Point annotation dataset records:
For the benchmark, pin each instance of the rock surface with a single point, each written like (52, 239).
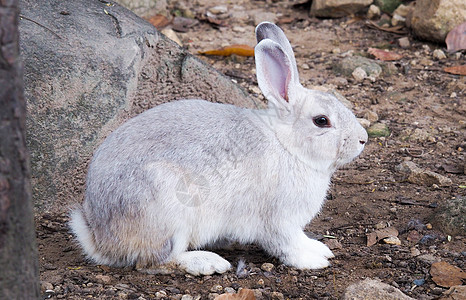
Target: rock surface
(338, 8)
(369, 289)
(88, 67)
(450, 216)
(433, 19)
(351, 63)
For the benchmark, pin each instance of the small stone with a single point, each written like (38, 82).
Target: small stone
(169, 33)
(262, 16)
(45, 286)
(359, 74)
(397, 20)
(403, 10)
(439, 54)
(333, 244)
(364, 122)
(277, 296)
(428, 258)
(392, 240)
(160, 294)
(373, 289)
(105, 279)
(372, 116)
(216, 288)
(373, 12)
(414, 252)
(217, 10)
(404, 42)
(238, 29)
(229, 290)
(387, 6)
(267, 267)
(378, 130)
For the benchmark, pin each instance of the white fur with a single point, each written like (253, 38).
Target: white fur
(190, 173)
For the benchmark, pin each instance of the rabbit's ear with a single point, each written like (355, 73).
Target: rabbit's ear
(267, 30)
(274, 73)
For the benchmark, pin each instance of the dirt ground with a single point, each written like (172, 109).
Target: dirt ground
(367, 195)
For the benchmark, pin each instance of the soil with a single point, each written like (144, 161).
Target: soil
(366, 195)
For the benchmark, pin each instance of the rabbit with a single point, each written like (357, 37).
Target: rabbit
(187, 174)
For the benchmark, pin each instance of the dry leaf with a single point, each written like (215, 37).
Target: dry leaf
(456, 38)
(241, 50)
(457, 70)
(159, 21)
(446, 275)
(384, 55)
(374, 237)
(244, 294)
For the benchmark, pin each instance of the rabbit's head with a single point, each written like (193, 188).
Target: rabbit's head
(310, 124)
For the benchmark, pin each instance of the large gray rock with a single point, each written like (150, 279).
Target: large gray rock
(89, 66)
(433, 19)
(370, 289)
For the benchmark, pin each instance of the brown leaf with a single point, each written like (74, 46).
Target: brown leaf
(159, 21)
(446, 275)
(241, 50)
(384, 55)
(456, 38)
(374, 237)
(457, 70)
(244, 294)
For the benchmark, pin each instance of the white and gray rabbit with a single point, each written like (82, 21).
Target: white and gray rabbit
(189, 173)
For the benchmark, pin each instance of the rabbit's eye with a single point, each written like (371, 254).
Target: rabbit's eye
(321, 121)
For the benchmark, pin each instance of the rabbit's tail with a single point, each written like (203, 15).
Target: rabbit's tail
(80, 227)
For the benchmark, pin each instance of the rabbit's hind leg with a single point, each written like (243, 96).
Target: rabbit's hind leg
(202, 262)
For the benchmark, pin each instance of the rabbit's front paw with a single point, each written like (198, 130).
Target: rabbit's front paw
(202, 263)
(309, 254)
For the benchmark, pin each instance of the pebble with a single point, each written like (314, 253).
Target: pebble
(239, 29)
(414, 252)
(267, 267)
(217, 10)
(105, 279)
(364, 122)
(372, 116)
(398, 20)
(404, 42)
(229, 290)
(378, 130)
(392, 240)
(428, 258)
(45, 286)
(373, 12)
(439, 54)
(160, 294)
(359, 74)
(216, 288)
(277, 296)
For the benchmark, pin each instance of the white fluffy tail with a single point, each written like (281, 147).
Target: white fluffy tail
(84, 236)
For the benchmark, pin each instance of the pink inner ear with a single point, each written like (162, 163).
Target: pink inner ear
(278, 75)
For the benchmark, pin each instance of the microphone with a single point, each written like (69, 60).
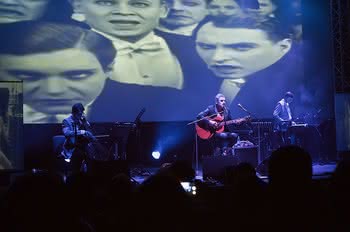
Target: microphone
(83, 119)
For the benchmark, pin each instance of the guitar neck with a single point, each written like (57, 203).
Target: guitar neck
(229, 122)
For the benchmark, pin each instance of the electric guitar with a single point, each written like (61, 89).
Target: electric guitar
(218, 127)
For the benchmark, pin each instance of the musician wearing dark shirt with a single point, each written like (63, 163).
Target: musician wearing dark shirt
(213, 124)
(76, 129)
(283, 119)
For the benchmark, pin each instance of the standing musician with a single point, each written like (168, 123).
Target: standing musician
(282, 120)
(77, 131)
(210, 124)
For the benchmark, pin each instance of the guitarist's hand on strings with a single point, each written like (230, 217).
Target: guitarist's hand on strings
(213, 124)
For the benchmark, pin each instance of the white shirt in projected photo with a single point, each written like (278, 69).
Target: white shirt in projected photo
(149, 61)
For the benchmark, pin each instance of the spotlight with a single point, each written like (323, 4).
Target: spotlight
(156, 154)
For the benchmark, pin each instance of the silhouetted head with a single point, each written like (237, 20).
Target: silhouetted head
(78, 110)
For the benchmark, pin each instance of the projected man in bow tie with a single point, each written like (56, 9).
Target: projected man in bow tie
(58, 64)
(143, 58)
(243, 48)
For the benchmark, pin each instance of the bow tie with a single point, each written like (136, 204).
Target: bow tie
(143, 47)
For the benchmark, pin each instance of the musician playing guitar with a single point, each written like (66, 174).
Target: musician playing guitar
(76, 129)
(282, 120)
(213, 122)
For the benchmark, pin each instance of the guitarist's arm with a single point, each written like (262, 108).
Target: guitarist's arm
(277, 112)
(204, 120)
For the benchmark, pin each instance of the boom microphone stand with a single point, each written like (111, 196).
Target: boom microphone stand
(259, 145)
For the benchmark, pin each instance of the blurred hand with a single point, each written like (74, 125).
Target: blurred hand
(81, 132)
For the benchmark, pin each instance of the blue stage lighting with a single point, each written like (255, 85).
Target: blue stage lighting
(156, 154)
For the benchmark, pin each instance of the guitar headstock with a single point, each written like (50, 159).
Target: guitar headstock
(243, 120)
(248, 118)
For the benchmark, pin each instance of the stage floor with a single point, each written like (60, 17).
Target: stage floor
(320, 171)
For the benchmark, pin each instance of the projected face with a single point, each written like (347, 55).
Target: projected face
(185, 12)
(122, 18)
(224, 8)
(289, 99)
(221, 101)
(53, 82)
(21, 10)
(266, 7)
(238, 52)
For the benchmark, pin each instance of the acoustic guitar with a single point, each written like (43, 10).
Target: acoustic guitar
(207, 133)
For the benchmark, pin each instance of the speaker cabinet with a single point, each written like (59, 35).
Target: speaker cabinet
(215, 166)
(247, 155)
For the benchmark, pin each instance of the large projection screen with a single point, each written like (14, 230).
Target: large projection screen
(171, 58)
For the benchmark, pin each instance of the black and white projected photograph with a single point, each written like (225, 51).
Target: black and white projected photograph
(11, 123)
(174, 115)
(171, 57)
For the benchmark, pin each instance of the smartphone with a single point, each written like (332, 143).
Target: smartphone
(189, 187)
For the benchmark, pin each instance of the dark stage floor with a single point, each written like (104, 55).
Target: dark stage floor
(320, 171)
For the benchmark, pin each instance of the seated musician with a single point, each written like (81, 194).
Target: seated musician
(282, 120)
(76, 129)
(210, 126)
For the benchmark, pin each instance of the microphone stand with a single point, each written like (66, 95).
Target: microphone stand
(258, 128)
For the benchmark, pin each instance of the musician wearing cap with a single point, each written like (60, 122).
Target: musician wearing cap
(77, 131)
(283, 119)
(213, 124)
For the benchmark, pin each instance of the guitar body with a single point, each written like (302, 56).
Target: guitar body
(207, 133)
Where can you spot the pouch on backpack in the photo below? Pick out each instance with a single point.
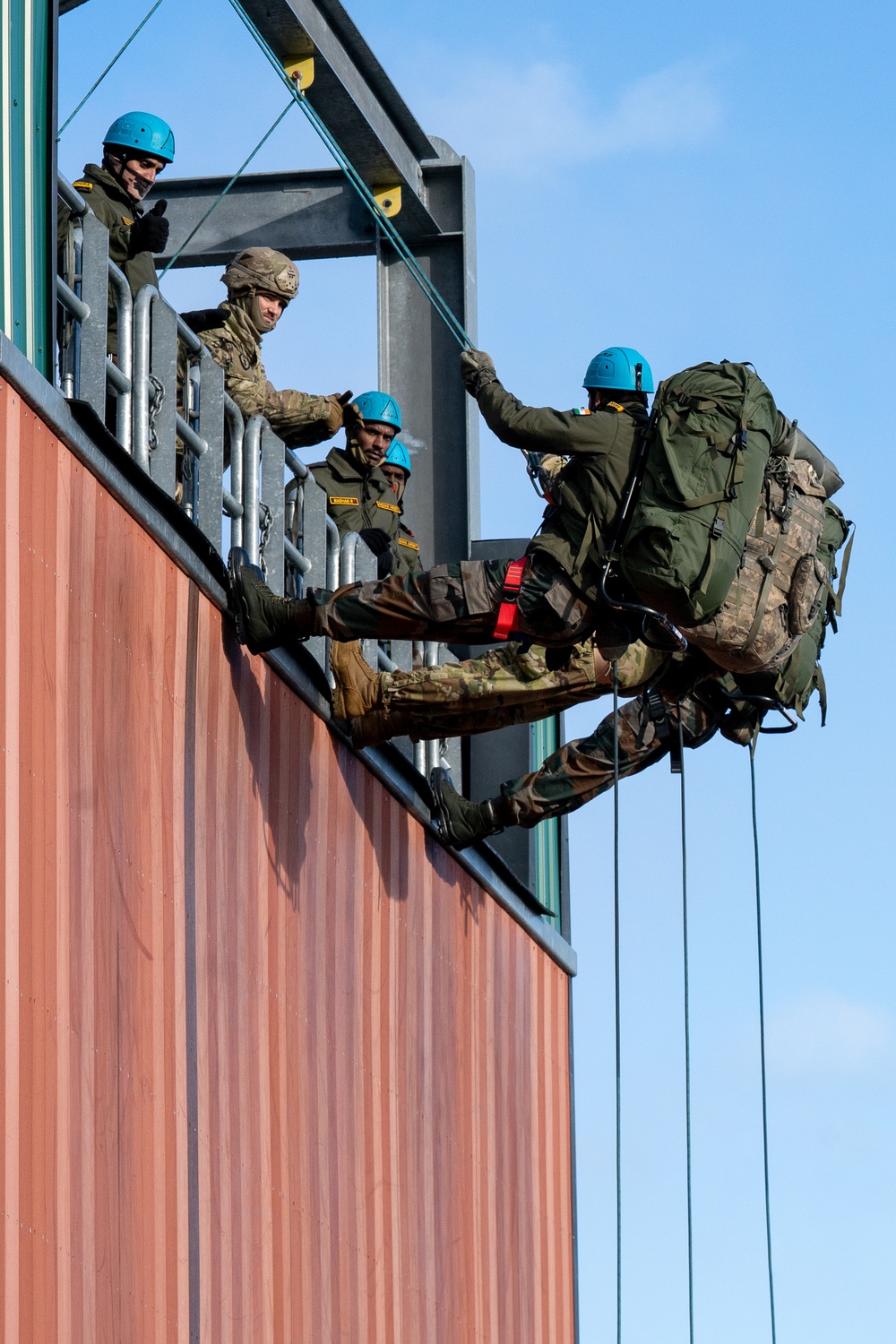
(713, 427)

BRIEF: Express all of the material above as a two-column CSV with the header instruction,points: one row per request, the request text under instruction and its answer under points, each in a single quoted field with line breaks replaced by spaces. Omit the pictures.

EXPECTED OUTPUT:
instruction,points
"For the benchmark, pin each instance of the rock surface with a single point, each written like (52, 239). Target: rock surface","(338, 8) (369, 289) (88, 67) (450, 216) (433, 19) (351, 63)"
"For the benchmark, pin each instance of the small stone with a single point, each written like (38, 82). Target: small stone","(169, 33) (262, 16) (45, 286) (359, 74) (397, 20) (403, 10) (439, 54) (333, 244) (364, 122) (277, 296) (428, 258) (392, 240) (160, 294) (373, 289) (105, 279) (372, 116) (216, 288) (373, 12) (414, 252) (217, 10) (404, 42) (238, 29) (229, 290) (387, 6) (267, 267) (378, 130)"
"For the benchmark, pin each instance of the white fur with a single point, each written like (253, 38). Target: white fur","(190, 173)"
"For the benchmark, pin each instance of the rabbit's ear with a single point, each written like (355, 73). Target: rabbit's ear","(267, 30) (274, 73)"
"For the benchmark, pin each instance of the dirt ground with a single point, each written like (172, 109). Target: dirt ground","(367, 195)"
"For the benchmark, pin each instance of the soil with a single point, each written like (144, 161). Target: soil","(366, 195)"
"For the benchmark, pin each instance of the rabbit with a single point, each written like (357, 37). Target: rabbit","(187, 174)"
"For the benchmark, pin each instance of the dry leaf with a single point, each written like (215, 37). Target: dry leaf","(456, 38) (241, 50) (457, 70) (159, 21) (446, 275) (384, 55) (374, 237) (244, 294)"
"For the benchmark, pin each instance of the rabbit's head with a single point, each written like (193, 188). Target: rabbit's head","(310, 124)"
"For the benchmark, pin each instance of the large gray rock with a single point, each written like (150, 279). Target: large gray rock","(89, 66) (433, 19) (370, 289)"
"For the benchmark, pin each instance of the brown leaf with a single point, each written like (74, 46). Target: brown leaf","(159, 21) (446, 275) (241, 50) (384, 55) (456, 38) (374, 237) (457, 70) (244, 294)"
"For the benchmark, pin each instance of the white and gray rabbit with a single point, each written like (82, 21). Target: white and gray rabbit","(189, 173)"
"For the benchmark, pin each instance of the rabbit's eye with a single point, each written like (371, 254). Target: rabbit's eye","(321, 121)"
"For the benchmark, pin each instance of the rabbit's tail with a single point, each written like (203, 15). Target: rabbit's tail","(80, 227)"
"For the benchmark, pin each instance of the rabbit's hind leg with a single point, each written like (243, 96). Target: rabbit's hind leg","(202, 262)"
"For the benchmark, pin each instance of the rabbit's front paw with a single point, each written like (198, 130). Target: rabbit's front paw","(202, 263) (309, 254)"
"For the benchmark, pin each instance of the pebble with a single point, each written like (314, 253). Target: pebble","(239, 29) (414, 252) (267, 267) (217, 10) (105, 279) (364, 122) (372, 116) (398, 20) (404, 42) (229, 290) (378, 130) (392, 240) (428, 258) (45, 286) (373, 12) (439, 54) (160, 294) (359, 74) (216, 288) (277, 296)"
"For the benchmark, pin each instance of the white fluffy tail with a single point, each written like (281, 147). Target: white fluffy tail","(84, 236)"
"For the benchmark, pin each instance of the pink inner ear with a single point, each written like (162, 163). Target: pink inner ear","(278, 75)"
"For the benchmark, pin each instance of the microphone with a single point, each written like (69, 60). Target: microphone","(83, 119)"
"For the benchmark, pin each instance of the guitar neck with a single point, each written like (57, 203). Target: guitar neck","(229, 122)"
"For the benchmark, pin each instance of the electric guitar with a single point, each written like (61, 89). Target: electric guitar","(218, 127)"
"For the benchmark, pin each instance of the musician wearing dark shirt with a single point, each written like (63, 163). Target: musician wearing dark shirt","(213, 124) (76, 129) (283, 119)"
"For the benchmark, pin each instance of the standing musician with a single point, each written like (168, 123). Target: standing musician","(282, 120) (77, 131) (210, 124)"
"For the benchmark, pin each instance of the guitarist's hand on strings with a single point, each written like (230, 217). Target: guitarist's hand on strings","(213, 124)"
"For the benchmark, pin each instance of the white shirt in projected photo with a single point, each written like (278, 69). Target: white shirt in projected photo","(149, 61)"
"For the benchmark, pin each instance of the spotlight with a single point, each written like (323, 4). Target: spotlight","(156, 154)"
"For the benchmark, pin each instance of the silhouetted head with a single point, each written like (237, 20). Target: silhouetted head","(78, 110)"
"For the benchmark, pin each instance of the projected man in bow tie with a single point, each written like (56, 9). Target: projected man in bow tie","(58, 64) (143, 58) (243, 48)"
"For the benchmark, pin each instance of the bow tie with a single point, each written like (136, 204). Target: bow tie","(143, 47)"
"For the benchmark, pin each instance of the musician playing guitar with a single point, each written like (66, 174). Target: musician playing guitar","(76, 129) (282, 120) (213, 122)"
"For the benchmark, pin each instance of the guitarist's arm with a single point, each written like (262, 108). Target: guitarist's arm","(277, 112) (204, 120)"
"For the benchmark, pin each instance of the boom microphone stand with a single point, each written like (111, 196). Target: boom microphone stand","(259, 145)"
"For the benchmark, pin each instance of the blurred hand with a single point, each written like (74, 125). Target: blurred hand","(81, 132)"
"For the benchmark, pin each instance of the blue stage lighting with a single point, each written like (255, 85). Target: blue stage lighting","(156, 154)"
"For the benchmark, pin each instance of the guitar headstock with a single point, each written like (50, 159). Target: guitar headstock","(243, 120) (248, 118)"
"For the benchmark, pin each instance of the stage floor with a single point, each written like (60, 17). Target: stage floor","(320, 171)"
"For the benchmark, pin each instance of the projected face with a single point, each written like (347, 55). Target: projected face","(185, 12) (122, 18) (224, 8) (289, 99) (221, 101) (53, 82) (21, 10) (266, 7) (238, 52)"
"For the benchmark, pin each instance of the acoustic guitar with a single point, each written like (43, 10). Target: acoustic guitar","(207, 133)"
"For the benchmark, pin each instance of the speaker cabinet with a single point, each written like (59, 35). Target: speaker cabinet","(215, 166) (247, 155)"
"For the benchmark, pin each instance of the large projection screen with a single point, each written like (14, 230). Target: large projection screen","(171, 58)"
"For the benchmark, pin each instance of the black and white projected photograph with a single point, each written like (225, 51). Target: black and white projected photograph","(11, 123) (174, 115) (171, 57)"
"For the benchmark, pin each instance of the smartphone with a single point, each written like (332, 143). Target: smartphone","(189, 187)"
"For the benchmark, pin each instance of the dark stage floor with a single point, each written like (104, 55). Target: dark stage floor","(320, 171)"
"For the benchmark, pin each instance of the seated musician with a single point, each written like (81, 194). Target: seated musician","(282, 120) (76, 129) (210, 126)"
"For the benchmark, pin each instance of the microphone stand with a single point, each written like (66, 95). Target: microphone stand","(258, 128)"
"For the benchmark, pin each instance of the musician wearing cap with a single point, each written like (60, 122). Target: musician wearing cap","(77, 131) (283, 119) (213, 124)"
"For the benchmark, pin each instance of the guitar body with a single point, each written like (302, 56). Target: guitar body","(207, 133)"
"Where can you spot the pouch on backpack in the photo below? Pick out each instance with a single point.","(713, 427)"